__Provided information__
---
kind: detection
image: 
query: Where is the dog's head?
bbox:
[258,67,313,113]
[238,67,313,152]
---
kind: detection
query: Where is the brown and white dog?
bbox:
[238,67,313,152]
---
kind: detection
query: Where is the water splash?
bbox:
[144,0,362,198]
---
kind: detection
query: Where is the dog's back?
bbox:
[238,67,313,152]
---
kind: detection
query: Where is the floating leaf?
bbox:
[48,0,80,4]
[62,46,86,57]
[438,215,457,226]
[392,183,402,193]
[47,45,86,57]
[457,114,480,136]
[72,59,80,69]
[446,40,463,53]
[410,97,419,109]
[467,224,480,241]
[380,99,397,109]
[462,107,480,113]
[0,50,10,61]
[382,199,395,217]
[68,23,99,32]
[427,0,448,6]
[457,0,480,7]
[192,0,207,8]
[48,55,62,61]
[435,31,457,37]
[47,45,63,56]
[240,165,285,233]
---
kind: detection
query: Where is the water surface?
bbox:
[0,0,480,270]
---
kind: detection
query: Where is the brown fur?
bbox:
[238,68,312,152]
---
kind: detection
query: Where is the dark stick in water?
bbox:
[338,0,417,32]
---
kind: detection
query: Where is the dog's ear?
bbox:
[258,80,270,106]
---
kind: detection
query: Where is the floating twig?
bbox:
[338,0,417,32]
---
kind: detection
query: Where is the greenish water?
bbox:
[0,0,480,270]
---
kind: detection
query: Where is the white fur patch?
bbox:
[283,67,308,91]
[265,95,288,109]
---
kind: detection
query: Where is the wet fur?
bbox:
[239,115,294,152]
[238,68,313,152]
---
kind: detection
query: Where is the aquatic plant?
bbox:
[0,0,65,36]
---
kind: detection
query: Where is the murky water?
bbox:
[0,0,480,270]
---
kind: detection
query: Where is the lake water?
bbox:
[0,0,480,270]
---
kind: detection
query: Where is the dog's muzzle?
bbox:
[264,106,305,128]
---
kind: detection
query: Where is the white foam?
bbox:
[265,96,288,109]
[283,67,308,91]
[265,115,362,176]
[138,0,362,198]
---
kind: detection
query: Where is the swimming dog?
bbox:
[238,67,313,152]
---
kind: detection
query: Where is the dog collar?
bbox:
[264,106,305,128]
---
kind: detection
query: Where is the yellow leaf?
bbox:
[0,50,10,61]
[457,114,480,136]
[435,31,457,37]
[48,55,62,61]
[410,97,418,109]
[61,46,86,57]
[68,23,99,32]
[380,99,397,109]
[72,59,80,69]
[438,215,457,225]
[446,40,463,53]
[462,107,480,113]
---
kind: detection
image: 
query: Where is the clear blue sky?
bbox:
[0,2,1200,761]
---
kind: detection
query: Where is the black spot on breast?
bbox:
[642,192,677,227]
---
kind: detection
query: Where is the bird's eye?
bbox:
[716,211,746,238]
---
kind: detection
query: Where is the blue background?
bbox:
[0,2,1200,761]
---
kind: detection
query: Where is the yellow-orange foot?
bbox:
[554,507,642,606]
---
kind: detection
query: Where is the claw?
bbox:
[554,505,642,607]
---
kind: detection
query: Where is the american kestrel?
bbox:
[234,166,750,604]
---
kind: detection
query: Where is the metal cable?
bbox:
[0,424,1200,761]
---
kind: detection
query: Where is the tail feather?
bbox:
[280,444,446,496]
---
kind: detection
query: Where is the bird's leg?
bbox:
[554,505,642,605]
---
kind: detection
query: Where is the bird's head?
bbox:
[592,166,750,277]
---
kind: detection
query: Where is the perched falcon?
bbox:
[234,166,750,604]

__What is needed__
Rewrite the rows as a Markdown table with the columns No and Line, starting at the first line of the rows and ending at the line that contains "[238,68,312,152]". Include both of those lines, number each line, and leave out any blank lines.

__Complete output__
| No | Line |
|---|---|
| 1 | --- |
| 2 | kind: detection |
| 3 | image:  |
| 4 | query: Where is the dog's head? |
| 5 | bbox: |
| 6 | [258,67,313,113] |
| 7 | [238,67,313,152] |
| 8 | --- |
| 9 | kind: detection |
| 10 | query: Where is the brown and white dog? |
| 11 | bbox: |
| 12 | [238,67,313,152] |
| 13 | --- |
| 14 | kind: detection |
| 15 | query: Where is the water splash? |
| 16 | bbox: |
| 17 | [144,0,362,198] |
| 18 | --- |
| 19 | kind: detection |
| 20 | query: Where is the dog's back? |
| 21 | bbox: |
| 22 | [238,67,313,152] |
| 23 | --- |
| 24 | kind: detection |
| 25 | query: Where is the floating leaf? |
| 26 | bbox: |
| 27 | [48,0,80,4] |
| 28 | [62,46,86,57] |
| 29 | [438,215,457,226] |
| 30 | [392,183,402,193] |
| 31 | [47,45,86,57] |
| 32 | [457,114,480,136] |
| 33 | [72,59,80,69] |
| 34 | [446,40,463,53] |
| 35 | [410,97,419,109] |
| 36 | [467,224,480,241] |
| 37 | [380,99,397,109] |
| 38 | [462,107,480,113] |
| 39 | [0,50,10,61] |
| 40 | [382,199,395,217] |
| 41 | [68,23,99,32] |
| 42 | [427,0,448,6] |
| 43 | [457,0,480,7] |
| 44 | [192,0,207,8] |
| 45 | [48,55,62,61] |
| 46 | [435,31,457,37] |
| 47 | [47,45,63,56] |
| 48 | [240,165,285,233] |
| 49 | --- |
| 50 | kind: detection |
| 51 | query: Where is the water surface? |
| 52 | bbox: |
| 53 | [0,0,480,270] |
| 54 | --- |
| 55 | kind: detection |
| 56 | query: Where is the brown fur? |
| 57 | bbox: |
| 58 | [238,68,312,152] |